▼

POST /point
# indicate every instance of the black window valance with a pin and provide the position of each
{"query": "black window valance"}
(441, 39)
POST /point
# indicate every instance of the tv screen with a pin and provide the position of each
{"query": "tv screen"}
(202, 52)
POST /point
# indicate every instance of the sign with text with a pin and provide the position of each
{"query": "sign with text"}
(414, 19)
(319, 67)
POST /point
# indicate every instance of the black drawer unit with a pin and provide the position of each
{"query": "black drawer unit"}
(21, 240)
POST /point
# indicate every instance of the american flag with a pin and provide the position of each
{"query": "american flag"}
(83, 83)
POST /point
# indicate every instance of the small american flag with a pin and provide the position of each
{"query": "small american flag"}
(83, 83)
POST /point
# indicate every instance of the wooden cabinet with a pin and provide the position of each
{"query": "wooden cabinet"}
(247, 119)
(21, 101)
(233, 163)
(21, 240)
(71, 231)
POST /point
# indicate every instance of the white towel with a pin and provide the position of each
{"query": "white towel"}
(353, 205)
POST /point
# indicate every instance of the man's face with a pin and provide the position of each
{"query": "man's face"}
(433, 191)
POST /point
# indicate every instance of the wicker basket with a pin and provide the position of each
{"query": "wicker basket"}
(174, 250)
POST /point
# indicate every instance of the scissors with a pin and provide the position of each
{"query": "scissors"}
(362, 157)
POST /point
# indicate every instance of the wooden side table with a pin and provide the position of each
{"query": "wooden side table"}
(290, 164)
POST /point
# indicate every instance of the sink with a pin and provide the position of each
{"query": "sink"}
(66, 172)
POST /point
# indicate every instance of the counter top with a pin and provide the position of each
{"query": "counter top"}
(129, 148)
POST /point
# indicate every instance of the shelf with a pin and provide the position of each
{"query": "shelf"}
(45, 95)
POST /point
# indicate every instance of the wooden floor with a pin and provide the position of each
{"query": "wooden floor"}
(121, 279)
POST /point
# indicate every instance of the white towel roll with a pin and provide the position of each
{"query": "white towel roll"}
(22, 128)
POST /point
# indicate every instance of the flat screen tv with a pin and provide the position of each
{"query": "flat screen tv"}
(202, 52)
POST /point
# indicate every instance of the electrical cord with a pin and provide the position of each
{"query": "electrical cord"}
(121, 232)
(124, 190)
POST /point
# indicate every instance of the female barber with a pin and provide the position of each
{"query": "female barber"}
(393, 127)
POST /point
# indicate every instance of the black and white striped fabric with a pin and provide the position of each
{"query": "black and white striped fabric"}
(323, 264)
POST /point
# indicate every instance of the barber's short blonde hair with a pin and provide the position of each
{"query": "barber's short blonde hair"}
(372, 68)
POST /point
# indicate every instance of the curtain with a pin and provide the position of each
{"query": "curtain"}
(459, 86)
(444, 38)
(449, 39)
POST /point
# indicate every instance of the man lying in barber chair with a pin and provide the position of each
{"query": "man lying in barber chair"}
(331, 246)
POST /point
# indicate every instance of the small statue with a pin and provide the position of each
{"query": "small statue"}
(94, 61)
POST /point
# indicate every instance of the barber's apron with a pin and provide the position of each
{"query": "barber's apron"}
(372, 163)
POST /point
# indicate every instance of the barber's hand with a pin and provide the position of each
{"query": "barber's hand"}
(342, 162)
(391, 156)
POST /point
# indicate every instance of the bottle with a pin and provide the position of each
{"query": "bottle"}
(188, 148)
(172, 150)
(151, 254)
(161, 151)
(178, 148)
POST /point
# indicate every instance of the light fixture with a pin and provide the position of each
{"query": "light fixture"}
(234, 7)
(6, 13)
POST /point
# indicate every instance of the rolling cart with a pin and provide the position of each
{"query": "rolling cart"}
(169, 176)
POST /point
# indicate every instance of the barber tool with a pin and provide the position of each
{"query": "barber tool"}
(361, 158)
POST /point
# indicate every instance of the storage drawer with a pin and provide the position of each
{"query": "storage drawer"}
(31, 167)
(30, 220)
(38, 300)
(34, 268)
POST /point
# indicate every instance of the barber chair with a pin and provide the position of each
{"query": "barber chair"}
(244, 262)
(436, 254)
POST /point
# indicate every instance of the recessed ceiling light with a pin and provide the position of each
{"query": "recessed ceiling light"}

▲

(TASK DESCRIPTION):
Give back the entries above precisely as they appear.

(WRITTEN RESPONSE):
POST /point
# indicate every instance of the black window valance with a pin and provide the position of each
{"query": "black window valance"}
(441, 39)
POST /point
# indicate every instance of the tv screen with a pin and provide the position of each
{"query": "tv screen"}
(202, 52)
POST /point
# indicate every instance of the sign with text with a pin and provide the position of each
{"query": "sign with text"}
(414, 19)
(319, 67)
POST /point
# indicate every instance of the black drawer unit with a pin and provide the position of each
{"query": "black drawer unit"}
(21, 240)
POST /point
# indicate every instance of the american flag with a pin and provide the position of each
{"query": "american flag"}
(83, 83)
POST /point
# indicate every instance of the small american flag with a pin and provide the position of each
{"query": "small american flag"}
(83, 83)
POST /point
# indicate every instance of the wooden cabinet with a pin and provide the position of each
{"query": "wooden cabinet"}
(247, 119)
(21, 101)
(233, 163)
(21, 240)
(71, 231)
POST /point
# indicate every instance of the white towel with a pin and provide the position of each
{"query": "white towel"}
(353, 205)
POST /point
# indicate every instance of the man's face with a pin and provide the position of each
{"query": "man's face"}
(433, 191)
POST /point
# indicate every instance of the wicker basket with a pin and provide the position of each
{"query": "wicker basket"}
(174, 250)
POST /point
# indicate every instance of the scissors with a pin and provide the position of each
{"query": "scissors"}
(362, 157)
POST /point
# indicate every instance of the wooden side table with a pin and provide the position of each
{"query": "wooden side table"}
(290, 164)
POST /point
# indicate every instance of the sink with a pin and provide the position of each
{"query": "sink"}
(66, 172)
POST /point
# indicate every instance of the counter top with a pin and provide the position of each
{"query": "counter top"}
(129, 148)
POST /point
# indicate every instance of the shelf with a pin and provide the position of each
{"query": "shelf"}
(45, 95)
POST /point
# indicate every instance of the wooden floor with a pin and provide the position of each
{"query": "wooden floor"}
(121, 279)
POST /point
# indicate every instance of the white towel roll with a pin and provide the position of each
{"query": "white towel roll"}
(22, 128)
POST /point
# indicate every instance of the flat screen tv with a pin and provide the position of each
{"query": "flat screen tv"}
(202, 52)
POST /point
# indicate every instance of the electrical cord with a pin and provide the position of each
{"query": "electrical cord"}
(121, 232)
(124, 190)
POST /point
# indicate every instance of the female barber with a pin and provide the position of each
{"query": "female barber"}
(393, 127)
POST /point
# indicate every instance of the black and white striped fabric with a pin and provide the position of each
{"query": "black and white striped fabric"}
(323, 264)
POST /point
# indicate every instance of the barber's short blonde hair with a pin and provide the position of each
{"query": "barber's short blonde hair"}
(372, 68)
POST /point
# indicate every instance of the curtain with a pin and provide the position of each
{"query": "curtain"}
(459, 86)
(444, 38)
(449, 39)
POST /point
# indicate every instance of the man lying in barber chair with a pin and provide the position of each
{"query": "man lying in barber chair"}
(331, 246)
POST /point
# indicate every instance of the small statue with a pin and provide the position of each
{"query": "small statue"}
(94, 61)
POST /point
# indicate every instance of the barber's apron with a pin and provide the position of each
{"query": "barber's apron"}
(372, 163)
POST /point
# indicate every instance of the barber's hand with a pin and provide the position of each
{"query": "barber's hand"}
(342, 162)
(391, 156)
POST /point
# indicate every instance of the bottle with a pin and provide the position of each
{"query": "bottle"}
(188, 148)
(172, 150)
(151, 254)
(161, 151)
(178, 148)
POST /point
# indicate every instance of the light fixture with a pin and provide the position of each
{"query": "light fixture"}
(234, 7)
(6, 13)
POST /point
# indicate every instance of the rolling cart with a pin and provide the position of each
{"query": "rolling cart"}
(169, 176)
POST /point
# indicate every instance of the barber tool with a pin and provide the position of each
{"query": "barber tool"}
(361, 158)
POST /point
# indicate every instance of the storage drawer with a pin and provide the position of each
{"query": "storage drawer"}
(31, 167)
(30, 220)
(38, 300)
(34, 268)
POST /point
# indicate every instance of the barber chair with a pin and provide the position of each
{"query": "barber chair"}
(244, 262)
(436, 254)
POST /point
# indicate every instance of the recessed ceiling light with a pin and provide the position of each
{"query": "recessed ceiling light"}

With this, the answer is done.